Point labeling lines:
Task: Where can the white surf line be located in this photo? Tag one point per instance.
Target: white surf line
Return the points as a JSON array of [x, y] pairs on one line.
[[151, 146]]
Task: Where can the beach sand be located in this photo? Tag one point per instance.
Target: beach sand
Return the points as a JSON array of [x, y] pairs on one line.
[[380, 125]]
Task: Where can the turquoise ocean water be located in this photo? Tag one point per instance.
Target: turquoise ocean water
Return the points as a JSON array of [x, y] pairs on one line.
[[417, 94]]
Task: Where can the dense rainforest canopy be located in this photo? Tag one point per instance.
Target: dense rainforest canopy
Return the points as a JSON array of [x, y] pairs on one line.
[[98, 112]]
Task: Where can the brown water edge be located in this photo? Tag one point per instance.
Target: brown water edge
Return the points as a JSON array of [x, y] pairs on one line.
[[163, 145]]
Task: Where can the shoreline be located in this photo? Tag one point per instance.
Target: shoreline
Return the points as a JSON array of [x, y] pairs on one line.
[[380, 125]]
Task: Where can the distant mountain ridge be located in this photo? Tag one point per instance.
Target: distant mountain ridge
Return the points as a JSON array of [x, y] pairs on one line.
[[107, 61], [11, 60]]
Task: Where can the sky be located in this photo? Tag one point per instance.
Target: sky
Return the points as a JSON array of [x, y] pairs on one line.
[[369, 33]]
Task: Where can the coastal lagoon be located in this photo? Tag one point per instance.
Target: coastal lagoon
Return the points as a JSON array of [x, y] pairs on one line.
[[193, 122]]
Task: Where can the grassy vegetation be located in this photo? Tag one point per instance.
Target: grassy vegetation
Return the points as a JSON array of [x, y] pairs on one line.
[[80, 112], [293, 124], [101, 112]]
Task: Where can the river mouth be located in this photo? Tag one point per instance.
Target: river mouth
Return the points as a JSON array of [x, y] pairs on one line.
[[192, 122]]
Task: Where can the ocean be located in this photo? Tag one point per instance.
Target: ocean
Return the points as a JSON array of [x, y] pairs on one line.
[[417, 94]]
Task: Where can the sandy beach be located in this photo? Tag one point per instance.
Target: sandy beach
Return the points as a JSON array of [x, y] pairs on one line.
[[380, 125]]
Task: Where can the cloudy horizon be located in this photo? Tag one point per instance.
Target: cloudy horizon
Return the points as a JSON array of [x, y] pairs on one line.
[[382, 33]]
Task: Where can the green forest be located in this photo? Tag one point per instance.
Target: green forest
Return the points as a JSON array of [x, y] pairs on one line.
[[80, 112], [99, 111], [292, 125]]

- Request -
Express the lines above as a two-column CSV with the header request,points and one row per line. Put each line's full text in request and its answer in points, each as one quoted field with line breaks replaced by spaces.

- Exercise answer -
request,points
"Task: Where can the white surf line be located in this photo? Tag one point per instance. Target: white surf line Return the points as a JSON array of [x, y] pairs on one line.","[[151, 146]]"
"Task: Where can the beach sand be located in this photo? Tag one point per instance. Target: beach sand Return the points as a JSON array of [x, y] pairs on one line.","[[380, 125]]"
"Task: Where can the turquoise ocean water be located in this photo? Tag one point per instance. Target: turquoise ocean water Return the points as a JSON array of [x, y] pairs on one line.","[[417, 94]]"
"Task: Where can the dense rainforest canopy be located in this photo? Tag one point per instance. Target: dense rainforest canopy Return the points as a JSON array of [x, y] pairs on one line.","[[98, 112]]"
"Task: Where can the brown water edge be located in this photo? Tag one point per instance. Target: brown water edge Return the points as a JSON array of [x, y] pairs on one line.","[[163, 145]]"
"Task: Where can the shoreline be located in this photo? Tag one point per instance. Target: shoreline Return the points as a JSON array of [x, y] pairs on one line.","[[380, 125]]"
"Task: Where can the distant mountain ridge be located in this photo? Tag one point per instance. Target: distant mountain ridge Return the points as a JSON array of [x, y] pairs on one line.","[[107, 61], [11, 60]]"
"Task: Where can the sky be located in this photo? Tag one point per instance. Target: sky Return the points as a JSON array of [x, y] pairs on one line.","[[369, 33]]"
"Task: Where can the coastal lagoon be located in this photo? Tag one point per instance. Target: coastal lagoon Return the points as a JSON array of [x, y] pairs on one line.","[[193, 122]]"
"Task: Where can the grassy vegetation be located in this photo? Tag one point per instance. Target: grassy vegetation Return the points as a JSON array of [x, y] pairs on one line.","[[80, 112], [293, 124], [101, 112]]"
"Task: Where can the river mouth be located in this photo? Tag one point per instance. Target: river mouth Return the points as a JSON array of [x, y] pairs on one line.","[[192, 122]]"
"Task: Where can the ocean be located in this photo? Tag one point per instance. Target: ocean Return the points as a JSON array of [x, y] pairs on one line.","[[417, 94]]"
"Task: Where can the sandy beach be located in this photo? Tag one point per instance. Target: sandy beach Return the points as a JSON array of [x, y] pairs on one line.","[[380, 125]]"
"Task: Where can the cloudy horizon be located in this photo? Tag one point per instance. Target: cloudy horizon Return the points as a JSON array of [x, y] pairs on one line.","[[382, 33]]"
"Task: Where can the green forest be located in this photo? Tag one point per instance. Target: green forest Return the points as a JSON array of [x, y] pairs on one line.","[[80, 112], [99, 111], [292, 125]]"